> _What is asked_: Render each of the records below as a numbered list, leaving out any blank lines.

────

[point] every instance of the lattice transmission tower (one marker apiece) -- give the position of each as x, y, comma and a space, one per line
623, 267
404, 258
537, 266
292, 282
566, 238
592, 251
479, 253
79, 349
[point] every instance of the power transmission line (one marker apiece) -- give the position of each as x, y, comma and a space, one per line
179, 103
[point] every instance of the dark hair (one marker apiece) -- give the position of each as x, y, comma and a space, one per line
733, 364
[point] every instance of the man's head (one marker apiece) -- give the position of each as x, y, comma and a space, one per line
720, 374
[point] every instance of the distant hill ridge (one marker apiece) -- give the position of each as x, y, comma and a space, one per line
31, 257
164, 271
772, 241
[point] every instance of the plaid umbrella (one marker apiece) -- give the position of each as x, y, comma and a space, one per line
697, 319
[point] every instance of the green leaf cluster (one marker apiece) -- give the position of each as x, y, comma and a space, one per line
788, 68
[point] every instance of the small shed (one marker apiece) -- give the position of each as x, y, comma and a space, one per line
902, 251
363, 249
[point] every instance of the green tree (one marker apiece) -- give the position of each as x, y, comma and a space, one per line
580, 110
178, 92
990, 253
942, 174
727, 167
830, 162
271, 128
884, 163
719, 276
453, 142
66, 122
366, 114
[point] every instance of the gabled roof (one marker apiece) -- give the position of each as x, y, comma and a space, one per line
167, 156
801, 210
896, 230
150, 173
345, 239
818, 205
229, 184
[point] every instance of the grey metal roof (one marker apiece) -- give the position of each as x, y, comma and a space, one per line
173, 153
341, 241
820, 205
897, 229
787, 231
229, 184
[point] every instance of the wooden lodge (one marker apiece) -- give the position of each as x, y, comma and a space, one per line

────

> _Answer to this problem_:
1. [point] every instance of the lattice transmission tower (one marker apiece) -- give the position of each as x, y, comma and a space, one per line
2. 623, 267
3. 404, 258
4. 537, 266
5. 292, 282
6. 566, 238
7. 592, 251
8. 479, 253
9. 79, 349
10. [point] every instance of the power transmission line (one marker apiece) -- give the position of each as x, y, comma and a space, one per line
11. 179, 103
12. [point] every instance of the dark hair (one marker apiece) -- give the position of each as x, y, comma and a space, one per line
13. 733, 364
14. [point] every instance of the man's head (one marker apiece) -- give the position of each as x, y, comma and a space, one per line
15. 720, 374
16. [point] every instance of the distant hill ridge (one marker apiece) -- give the position of each as x, y, comma and a space, one per line
17. 31, 257
18. 164, 271
19. 772, 241
20. [point] every instance of the plaid umbrella (one marker apiece) -- give the position of each as x, y, comma and a space, one per line
21. 697, 319
22. [point] every instance of the green leaf cluster (one marker apiece) -- give the position of each as x, y, comma and a space, one per line
23. 788, 68
24. [point] every instance of the small shed (one marker apiece) -- give the position of each as x, y, comma and a space, one per line
25. 902, 251
26. 363, 249
27. [point] every instance of the green tree (one marker apiece) -- give the position of each as x, y, comma and a space, one per line
28. 580, 110
29. 178, 92
30. 990, 253
31. 942, 174
32. 727, 167
33. 830, 162
34. 271, 128
35. 884, 163
36. 719, 276
37. 453, 142
38. 66, 122
39. 366, 114
40. [point] every instance of the gabled roof (one marker apiece) -- give the position of each as x, y, comma and a space, one per line
41. 167, 156
42. 801, 210
43. 896, 230
44. 150, 173
45. 345, 239
46. 818, 205
47. 229, 184
48. [point] every instance of the grey metal roof (one marker apiece) -- give the position of each as x, y, comma and a space, one per line
49. 173, 153
50. 341, 241
51. 820, 205
52. 897, 229
53. 787, 231
54. 229, 184
55. [point] every instance of the wooden lodge (one marker apiece) -- give the position of each as x, y, comma and a space, one per line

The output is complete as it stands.